*Assignment:*
Nothing but the line with "Need: x and y for each instance of the snow" and the lines after it, through the end of the records below, is to be repeated, exactly as it is.

Start of Data extracts

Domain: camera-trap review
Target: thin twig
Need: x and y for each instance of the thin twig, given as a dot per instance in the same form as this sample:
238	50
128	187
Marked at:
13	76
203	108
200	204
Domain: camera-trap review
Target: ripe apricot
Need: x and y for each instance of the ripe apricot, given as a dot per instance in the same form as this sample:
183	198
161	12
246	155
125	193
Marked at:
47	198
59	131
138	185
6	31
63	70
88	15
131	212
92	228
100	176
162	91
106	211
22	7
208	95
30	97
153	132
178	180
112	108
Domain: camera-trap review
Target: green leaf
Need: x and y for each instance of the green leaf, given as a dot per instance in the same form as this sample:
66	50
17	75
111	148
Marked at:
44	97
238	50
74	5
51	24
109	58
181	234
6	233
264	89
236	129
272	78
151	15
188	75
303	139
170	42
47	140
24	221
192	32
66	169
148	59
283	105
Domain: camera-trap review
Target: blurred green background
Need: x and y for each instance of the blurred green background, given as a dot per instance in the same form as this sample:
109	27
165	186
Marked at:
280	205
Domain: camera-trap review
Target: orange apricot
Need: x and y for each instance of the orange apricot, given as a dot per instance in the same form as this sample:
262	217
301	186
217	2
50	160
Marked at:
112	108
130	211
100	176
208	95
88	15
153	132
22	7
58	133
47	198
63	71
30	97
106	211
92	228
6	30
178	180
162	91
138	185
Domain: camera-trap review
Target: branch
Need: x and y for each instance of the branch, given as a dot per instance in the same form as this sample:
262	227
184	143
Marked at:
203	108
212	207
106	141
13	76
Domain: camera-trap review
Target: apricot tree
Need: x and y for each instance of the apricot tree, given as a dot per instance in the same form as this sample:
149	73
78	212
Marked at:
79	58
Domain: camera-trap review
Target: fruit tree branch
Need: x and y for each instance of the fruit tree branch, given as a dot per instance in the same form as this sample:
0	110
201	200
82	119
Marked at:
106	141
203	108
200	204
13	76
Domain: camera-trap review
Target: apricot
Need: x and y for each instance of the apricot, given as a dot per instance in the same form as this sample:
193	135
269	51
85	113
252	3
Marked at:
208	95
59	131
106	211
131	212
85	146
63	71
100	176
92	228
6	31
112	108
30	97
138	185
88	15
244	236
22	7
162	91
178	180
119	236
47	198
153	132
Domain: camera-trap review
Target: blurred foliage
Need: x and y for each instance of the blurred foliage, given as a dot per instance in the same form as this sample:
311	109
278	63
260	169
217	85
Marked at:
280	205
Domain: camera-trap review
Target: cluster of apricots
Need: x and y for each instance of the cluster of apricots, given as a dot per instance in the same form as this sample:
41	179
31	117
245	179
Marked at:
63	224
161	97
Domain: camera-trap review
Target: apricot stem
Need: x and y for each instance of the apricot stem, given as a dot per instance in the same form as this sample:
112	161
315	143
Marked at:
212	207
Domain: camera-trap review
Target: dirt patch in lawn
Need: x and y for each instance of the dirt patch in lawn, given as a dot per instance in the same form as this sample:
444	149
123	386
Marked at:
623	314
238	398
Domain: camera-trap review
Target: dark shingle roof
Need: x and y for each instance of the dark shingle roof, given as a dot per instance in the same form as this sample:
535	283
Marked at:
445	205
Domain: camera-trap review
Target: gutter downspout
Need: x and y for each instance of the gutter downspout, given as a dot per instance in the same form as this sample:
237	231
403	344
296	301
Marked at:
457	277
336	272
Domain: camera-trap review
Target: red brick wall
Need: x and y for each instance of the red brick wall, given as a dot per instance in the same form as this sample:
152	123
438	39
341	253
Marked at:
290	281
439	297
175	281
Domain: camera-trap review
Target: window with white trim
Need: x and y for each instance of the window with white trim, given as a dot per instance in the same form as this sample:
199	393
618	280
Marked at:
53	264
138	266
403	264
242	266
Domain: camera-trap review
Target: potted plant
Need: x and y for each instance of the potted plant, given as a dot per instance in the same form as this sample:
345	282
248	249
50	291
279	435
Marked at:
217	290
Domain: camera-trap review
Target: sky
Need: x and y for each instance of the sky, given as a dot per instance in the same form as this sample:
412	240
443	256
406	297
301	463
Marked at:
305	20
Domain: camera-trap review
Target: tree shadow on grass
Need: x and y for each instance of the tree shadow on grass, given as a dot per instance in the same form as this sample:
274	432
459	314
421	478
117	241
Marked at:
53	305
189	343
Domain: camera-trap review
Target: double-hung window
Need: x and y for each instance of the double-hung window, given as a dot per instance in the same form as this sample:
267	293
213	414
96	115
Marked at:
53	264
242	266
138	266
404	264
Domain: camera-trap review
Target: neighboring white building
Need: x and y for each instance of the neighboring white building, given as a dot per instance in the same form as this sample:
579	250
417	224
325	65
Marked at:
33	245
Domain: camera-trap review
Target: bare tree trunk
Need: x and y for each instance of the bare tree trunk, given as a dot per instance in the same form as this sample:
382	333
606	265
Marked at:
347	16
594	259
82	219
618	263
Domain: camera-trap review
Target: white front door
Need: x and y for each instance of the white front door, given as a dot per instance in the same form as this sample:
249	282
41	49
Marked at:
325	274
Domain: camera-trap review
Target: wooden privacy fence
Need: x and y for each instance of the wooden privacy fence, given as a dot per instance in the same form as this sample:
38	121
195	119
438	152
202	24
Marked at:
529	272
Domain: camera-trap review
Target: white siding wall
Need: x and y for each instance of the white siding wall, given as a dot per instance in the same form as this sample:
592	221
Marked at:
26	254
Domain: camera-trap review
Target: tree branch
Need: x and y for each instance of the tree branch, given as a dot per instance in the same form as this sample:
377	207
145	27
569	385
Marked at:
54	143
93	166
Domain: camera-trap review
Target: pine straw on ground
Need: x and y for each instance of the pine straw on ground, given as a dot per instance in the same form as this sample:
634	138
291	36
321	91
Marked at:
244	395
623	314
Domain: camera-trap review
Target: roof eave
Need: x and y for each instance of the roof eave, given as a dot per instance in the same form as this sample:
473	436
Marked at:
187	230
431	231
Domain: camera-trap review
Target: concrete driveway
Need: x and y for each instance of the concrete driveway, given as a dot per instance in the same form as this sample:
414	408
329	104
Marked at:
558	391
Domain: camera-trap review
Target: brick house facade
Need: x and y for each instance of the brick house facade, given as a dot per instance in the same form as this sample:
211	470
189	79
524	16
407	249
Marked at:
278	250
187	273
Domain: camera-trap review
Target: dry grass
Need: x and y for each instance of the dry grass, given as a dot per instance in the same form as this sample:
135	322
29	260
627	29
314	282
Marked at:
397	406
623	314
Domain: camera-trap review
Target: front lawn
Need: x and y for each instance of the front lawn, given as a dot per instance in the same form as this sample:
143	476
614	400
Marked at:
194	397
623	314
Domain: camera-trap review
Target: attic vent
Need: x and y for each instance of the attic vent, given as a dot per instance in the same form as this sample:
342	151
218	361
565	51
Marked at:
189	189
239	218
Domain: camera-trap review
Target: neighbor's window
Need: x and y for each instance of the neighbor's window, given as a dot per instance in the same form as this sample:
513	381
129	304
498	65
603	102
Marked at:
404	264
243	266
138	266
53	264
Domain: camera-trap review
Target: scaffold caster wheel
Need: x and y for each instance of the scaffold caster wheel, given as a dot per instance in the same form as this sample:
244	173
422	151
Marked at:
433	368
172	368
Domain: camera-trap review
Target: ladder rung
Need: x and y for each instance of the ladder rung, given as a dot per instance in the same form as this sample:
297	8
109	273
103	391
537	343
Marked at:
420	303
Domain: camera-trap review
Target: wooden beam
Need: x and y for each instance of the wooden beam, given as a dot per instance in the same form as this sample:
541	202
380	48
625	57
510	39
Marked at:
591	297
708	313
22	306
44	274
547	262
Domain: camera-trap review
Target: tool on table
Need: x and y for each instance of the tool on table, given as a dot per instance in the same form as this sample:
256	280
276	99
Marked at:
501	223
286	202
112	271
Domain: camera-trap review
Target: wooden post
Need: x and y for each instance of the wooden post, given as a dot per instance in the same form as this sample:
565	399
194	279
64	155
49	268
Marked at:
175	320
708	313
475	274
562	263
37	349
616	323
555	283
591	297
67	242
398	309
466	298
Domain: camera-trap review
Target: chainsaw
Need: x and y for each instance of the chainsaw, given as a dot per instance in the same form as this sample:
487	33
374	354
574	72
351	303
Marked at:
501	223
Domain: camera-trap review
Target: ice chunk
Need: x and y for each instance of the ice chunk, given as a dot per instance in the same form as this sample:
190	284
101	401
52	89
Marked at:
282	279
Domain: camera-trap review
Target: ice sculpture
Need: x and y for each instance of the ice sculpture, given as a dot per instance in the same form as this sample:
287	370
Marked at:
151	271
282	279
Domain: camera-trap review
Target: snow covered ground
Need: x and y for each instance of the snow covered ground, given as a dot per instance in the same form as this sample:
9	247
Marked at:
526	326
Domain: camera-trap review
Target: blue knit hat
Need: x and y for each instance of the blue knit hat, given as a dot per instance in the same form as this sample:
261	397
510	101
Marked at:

End of Data extracts

*Exercise output:*
Need: x and y for each instance of the snow covered ground, given as a dot per instance in the same form as this sample:
9	247
Marked at:
526	326
Domain: camera-trap review
Target: blue knit hat
Need: x and y for each instance of the blue knit hat, given as a dot per instance in the same form as this sample:
261	397
510	101
Marked at:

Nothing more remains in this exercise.